■ Data lines ■
▼▼▼

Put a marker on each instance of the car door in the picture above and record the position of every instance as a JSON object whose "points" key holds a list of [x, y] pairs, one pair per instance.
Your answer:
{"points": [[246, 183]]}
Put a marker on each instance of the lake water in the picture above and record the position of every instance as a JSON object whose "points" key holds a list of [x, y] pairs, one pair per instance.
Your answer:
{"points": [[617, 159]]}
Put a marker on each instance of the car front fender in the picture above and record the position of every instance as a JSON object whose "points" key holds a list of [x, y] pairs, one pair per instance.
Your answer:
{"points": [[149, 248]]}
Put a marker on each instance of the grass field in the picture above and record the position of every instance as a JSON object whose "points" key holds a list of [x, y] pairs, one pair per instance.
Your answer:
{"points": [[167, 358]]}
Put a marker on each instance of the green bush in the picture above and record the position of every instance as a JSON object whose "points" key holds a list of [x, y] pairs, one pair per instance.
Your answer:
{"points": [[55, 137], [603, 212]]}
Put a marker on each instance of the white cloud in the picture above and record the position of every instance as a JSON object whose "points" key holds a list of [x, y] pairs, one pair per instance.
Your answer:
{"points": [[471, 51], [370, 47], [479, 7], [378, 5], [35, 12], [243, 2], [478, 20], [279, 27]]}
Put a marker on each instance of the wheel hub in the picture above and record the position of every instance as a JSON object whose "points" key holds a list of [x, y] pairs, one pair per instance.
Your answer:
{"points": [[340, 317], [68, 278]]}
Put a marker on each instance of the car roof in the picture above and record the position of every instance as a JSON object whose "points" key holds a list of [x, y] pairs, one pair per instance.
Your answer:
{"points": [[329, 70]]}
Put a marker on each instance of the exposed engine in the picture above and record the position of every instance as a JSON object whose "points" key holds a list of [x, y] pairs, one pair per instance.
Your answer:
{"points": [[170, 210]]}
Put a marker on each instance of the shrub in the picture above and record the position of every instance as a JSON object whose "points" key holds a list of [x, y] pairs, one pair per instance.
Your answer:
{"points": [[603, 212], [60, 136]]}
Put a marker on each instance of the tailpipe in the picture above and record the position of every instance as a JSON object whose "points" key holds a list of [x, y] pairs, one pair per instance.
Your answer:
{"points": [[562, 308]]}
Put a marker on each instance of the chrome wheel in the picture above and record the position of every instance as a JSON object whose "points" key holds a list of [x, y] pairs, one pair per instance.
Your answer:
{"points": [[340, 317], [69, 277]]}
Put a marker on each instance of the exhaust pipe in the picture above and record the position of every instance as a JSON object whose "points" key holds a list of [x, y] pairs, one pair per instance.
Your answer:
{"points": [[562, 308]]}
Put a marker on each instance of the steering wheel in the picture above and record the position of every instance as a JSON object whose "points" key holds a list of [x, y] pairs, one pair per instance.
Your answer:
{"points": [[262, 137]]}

▲▲▲

■ Required work ■
Please repeat the lines starting with the line containing "Put a marker on each instance of the shrub" and going on through the final line, requests included. Scale every coordinate in the answers by 0.45 and round each result to a whole number, with halves rounded up.

■ Written response ■
Put a marker on each instance of the shrub in the picture above and record the position of every instance as a JSON object whose "points" key holds a list of [x, y] pairs, one pair per instance.
Your answer:
{"points": [[271, 95], [27, 61]]}
Put a marker on each instance of the tailpipe in the picture above and record the position of every instance as a JSON object whose "points" key holds a list of [x, y] pairs, one pair per instance.
Your answer:
{"points": [[253, 139]]}
Put a marker on each instance of the chrome wheel in the picture above and record the position of every instance as a JSON object whose "points" key holds a list of [x, y] pairs, one pair per instance.
Your answer:
{"points": [[153, 143], [31, 125]]}
Put a marker on each instance of the exhaust pipe in the picture above and record the position of every instance as a JSON object whose "points" key holds a list of [x, y] pairs, one pair per instance.
Your answer:
{"points": [[253, 139]]}
Put a marker on each instance of the steering wheel in the picture above and record the position of every instance as a JSON object whose "points" key holds a list of [x, y] pairs, one pair per instance.
Your answer:
{"points": [[118, 62]]}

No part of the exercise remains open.